I’m a Kalkadoon Wangi man, an Indigenous health worker, I'm gay, and in late 2016 I tested positive for HIV.
When I got the results, I asked the doctor if any HIV positive Indigenous health workers worked at the service. Thankfully, there was one, and we talked about what his life had been like since diagnosis. I asked, "Who will love me now that I’m poisonous?" He told me that he had been married for 12 years. This gave me hope. I realised it is important to have an Indigenous peer for support: the sameness, and the lived experience of being Indigenous; someone who understands our history and the intergenerational trauma of our people.
Three months after being diagnosed, I too was asked to consider a role as a “peer” by many people in the community. After much prayer and reflection, I went to the office of an HIV organisation in Cairns to speak with the facilitator. As if through synchronicity, he was talking with a young Indigenous man who was newly diagnosed. I knew him from a drug and alcohol rehabilitation centre that I worked at. I disclosed to him my diagnosis, and he cried. He screamed and ran into my arms, so happy to see me. He was sobbing uncontrollably, and he asked the worker to leave him to talk to his brother - me. We sat and he started to disclose everything that had happened in the last two years since I had seen him. Within minutes I had him in fits of laughter.
In that moment I knew that this was my new purpose in life: to help relieve the pain and suffering of Indigenous people who are living with HIV. HIV has given me a new way to be of service to others and for that I am truly grateful.
But not long after, I started to see the gaps. The HIV organisations were not open to listening to my lived experience as an Indigenous man, and didn’t understand the history and cultural differences or the impact of colonisation. This felt like a tokenistic role. I left the position after a year.
I experienced another blow in a different organisation, and I felt like I was being silenced. My negative experiences with these organisations really shook my belief that they were there to support us.
It takes a different skill set to work with people with HIV, than it does to set up an event. You can’t just wrap everything in rainbows and sprinkle it with glitter and expect everything to be okay.
People label the passion and urgency in my voice as aggression, so they then don’t have to address the issues.
I talk about my experience at health conferences. I've researched other Indigenous HIV positive people, and their stories from 20+ years ago. They were saying the same thing. We are not being listened to. No one is providing a space for us.
I started to see the statistics of Indigenous peoples all over the world. It was terrifying. The stats show that the Aboriginal and Torres Strait Islander population is at 2.6 times higher risk of acquiring HIV then non-Indigenous people, and it’s rising. I started to travel to remote Indigenous community services to speak with Indigenous health professionals, nurses and doctors about HIV and Indigenous people, and to tell them that HIV diagnosis is on the rise with in our communities.

◆ **Dataset records**
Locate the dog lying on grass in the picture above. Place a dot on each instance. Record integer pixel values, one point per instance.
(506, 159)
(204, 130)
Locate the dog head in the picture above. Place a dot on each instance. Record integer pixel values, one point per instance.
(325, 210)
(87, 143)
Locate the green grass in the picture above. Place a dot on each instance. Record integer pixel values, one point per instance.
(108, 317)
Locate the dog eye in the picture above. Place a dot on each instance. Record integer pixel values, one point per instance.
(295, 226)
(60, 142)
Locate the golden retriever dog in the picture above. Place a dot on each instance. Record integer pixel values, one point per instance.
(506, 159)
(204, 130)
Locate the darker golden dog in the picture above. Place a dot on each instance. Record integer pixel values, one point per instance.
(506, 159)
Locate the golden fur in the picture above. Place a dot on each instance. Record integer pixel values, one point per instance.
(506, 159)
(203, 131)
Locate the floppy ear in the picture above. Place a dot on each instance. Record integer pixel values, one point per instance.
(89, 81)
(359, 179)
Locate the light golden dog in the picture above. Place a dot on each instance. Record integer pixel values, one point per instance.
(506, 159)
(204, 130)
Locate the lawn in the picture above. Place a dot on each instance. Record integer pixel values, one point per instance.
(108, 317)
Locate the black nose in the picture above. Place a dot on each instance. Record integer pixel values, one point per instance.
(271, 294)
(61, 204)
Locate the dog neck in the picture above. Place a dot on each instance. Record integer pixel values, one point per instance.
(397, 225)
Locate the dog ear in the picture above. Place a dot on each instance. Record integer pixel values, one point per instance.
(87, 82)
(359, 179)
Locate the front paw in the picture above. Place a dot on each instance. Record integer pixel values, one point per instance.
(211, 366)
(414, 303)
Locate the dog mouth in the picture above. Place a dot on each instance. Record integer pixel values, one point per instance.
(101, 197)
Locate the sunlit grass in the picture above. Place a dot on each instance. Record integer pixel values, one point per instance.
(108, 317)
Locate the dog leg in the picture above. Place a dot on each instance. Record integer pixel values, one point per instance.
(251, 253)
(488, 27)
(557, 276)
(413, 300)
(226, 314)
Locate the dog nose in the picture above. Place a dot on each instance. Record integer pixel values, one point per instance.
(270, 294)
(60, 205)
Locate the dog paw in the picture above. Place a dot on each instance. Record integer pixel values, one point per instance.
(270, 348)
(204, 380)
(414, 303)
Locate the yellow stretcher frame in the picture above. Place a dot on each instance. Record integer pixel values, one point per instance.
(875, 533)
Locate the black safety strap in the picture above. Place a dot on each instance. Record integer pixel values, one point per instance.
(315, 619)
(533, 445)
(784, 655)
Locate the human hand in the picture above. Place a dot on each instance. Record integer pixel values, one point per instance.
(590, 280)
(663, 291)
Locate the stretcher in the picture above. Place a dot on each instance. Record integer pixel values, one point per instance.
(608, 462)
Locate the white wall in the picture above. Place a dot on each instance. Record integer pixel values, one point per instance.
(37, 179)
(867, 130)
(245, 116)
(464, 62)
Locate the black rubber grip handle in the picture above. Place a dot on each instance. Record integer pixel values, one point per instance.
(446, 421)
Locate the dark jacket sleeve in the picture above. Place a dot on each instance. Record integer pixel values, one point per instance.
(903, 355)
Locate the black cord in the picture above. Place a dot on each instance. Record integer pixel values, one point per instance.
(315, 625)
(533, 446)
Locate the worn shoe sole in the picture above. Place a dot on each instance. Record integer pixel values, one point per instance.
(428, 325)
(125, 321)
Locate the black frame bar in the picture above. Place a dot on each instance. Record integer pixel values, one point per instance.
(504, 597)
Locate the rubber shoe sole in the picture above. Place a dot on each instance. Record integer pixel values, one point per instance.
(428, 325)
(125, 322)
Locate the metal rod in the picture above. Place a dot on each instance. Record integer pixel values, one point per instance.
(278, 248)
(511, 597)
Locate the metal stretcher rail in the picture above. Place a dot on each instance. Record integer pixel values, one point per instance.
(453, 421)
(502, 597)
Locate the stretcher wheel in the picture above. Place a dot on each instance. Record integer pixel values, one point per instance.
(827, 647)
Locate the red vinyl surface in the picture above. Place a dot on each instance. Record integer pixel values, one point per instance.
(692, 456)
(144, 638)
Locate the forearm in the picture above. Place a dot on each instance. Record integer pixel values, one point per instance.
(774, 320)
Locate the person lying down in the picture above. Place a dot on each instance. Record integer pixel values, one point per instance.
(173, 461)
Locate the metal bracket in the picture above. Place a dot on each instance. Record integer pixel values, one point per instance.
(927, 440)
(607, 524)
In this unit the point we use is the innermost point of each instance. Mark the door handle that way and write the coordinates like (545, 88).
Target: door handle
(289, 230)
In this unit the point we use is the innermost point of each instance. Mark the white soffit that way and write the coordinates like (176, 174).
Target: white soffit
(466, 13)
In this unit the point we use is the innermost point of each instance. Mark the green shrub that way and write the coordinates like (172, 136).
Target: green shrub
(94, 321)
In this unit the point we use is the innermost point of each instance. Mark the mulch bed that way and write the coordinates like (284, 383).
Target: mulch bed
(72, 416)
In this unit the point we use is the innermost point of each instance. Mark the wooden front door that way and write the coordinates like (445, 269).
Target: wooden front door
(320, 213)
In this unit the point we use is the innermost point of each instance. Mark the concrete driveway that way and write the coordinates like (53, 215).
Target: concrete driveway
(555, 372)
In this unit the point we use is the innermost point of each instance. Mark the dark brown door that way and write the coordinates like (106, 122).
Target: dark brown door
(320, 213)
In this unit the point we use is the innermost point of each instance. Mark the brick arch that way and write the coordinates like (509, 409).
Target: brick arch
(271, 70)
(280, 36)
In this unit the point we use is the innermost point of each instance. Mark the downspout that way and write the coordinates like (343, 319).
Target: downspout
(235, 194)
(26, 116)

◆ **List of tasks**
(a) In the HIV account, how long had the HIV positive Indigenous health worker at the service been married?
(b) Rewrite the paragraph of the HIV account that begins "But not long after" in a shorter form, keeping its main facts.

◆ **Task-by-task answers**
(a) 12 years.

(b) The writer soon saw gaps: the HIV organizations would not listen to his lived experience as an Indigenous man and didn't understand the history, the cultural differences or the impact of colonization. The role felt tokenistic, and he left after a year.